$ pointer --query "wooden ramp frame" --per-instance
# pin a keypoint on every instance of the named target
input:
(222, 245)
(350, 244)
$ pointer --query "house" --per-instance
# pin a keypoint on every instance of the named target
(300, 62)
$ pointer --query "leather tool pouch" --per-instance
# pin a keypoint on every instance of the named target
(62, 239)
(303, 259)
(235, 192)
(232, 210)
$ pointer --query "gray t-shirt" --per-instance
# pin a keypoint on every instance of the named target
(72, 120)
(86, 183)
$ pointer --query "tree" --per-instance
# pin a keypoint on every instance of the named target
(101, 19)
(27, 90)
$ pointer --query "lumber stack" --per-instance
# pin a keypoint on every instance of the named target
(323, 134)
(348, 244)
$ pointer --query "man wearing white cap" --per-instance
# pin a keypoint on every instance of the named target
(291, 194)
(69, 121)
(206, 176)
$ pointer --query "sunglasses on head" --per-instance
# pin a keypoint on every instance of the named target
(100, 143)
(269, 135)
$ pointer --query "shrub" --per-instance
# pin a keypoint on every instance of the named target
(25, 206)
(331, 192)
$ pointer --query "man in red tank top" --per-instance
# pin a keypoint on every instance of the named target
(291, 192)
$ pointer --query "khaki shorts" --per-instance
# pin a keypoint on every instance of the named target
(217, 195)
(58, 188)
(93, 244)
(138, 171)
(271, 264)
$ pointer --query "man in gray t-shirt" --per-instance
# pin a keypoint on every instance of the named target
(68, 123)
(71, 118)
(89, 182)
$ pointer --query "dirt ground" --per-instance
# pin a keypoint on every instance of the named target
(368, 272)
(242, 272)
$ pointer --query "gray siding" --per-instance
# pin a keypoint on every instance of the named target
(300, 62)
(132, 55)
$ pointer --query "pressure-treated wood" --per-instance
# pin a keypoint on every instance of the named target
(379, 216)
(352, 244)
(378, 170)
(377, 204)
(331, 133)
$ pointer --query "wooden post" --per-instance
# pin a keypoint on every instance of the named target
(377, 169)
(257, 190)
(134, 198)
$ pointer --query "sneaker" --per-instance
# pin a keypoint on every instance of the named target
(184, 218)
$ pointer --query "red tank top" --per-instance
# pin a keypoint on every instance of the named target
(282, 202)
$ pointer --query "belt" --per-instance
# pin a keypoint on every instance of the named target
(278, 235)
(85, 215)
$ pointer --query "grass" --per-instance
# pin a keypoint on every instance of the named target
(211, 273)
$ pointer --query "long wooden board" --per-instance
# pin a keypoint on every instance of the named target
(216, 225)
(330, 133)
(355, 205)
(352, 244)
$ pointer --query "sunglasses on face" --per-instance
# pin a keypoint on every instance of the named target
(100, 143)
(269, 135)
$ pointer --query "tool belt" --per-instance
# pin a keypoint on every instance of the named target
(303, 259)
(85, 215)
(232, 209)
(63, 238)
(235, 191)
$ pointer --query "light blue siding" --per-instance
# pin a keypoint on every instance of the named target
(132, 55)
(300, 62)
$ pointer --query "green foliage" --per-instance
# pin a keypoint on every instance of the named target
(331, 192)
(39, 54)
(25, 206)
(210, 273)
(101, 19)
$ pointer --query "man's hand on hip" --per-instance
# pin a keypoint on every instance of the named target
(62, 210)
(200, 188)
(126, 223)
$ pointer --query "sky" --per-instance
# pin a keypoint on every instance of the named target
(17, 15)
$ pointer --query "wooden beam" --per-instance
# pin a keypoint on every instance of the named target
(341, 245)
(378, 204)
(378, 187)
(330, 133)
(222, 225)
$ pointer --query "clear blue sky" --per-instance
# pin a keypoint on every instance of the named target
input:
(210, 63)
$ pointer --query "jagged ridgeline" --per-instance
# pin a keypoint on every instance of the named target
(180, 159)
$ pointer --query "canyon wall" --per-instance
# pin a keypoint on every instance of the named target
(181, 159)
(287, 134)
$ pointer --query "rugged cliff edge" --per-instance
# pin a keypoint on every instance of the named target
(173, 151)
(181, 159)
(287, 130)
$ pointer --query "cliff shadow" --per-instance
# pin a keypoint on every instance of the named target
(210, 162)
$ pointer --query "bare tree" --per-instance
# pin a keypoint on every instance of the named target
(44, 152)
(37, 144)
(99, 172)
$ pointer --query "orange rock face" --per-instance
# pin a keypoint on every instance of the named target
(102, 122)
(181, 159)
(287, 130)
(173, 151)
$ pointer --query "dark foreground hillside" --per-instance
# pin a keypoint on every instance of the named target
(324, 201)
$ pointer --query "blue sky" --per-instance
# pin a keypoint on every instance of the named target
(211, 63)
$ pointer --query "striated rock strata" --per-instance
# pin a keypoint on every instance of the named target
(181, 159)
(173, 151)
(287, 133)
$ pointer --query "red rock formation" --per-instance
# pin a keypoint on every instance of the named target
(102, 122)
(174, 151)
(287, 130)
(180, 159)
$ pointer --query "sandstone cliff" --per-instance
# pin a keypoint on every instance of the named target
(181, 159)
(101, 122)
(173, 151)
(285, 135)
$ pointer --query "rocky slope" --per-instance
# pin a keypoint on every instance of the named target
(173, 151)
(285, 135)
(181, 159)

▶ _BRIEF_:
Pull every line with "face" from the records.

▶ _ANSWER BOX_:
$ pointer --query "sunglasses on face" --per-instance
$ pointer --query "orange rock face" --per-instance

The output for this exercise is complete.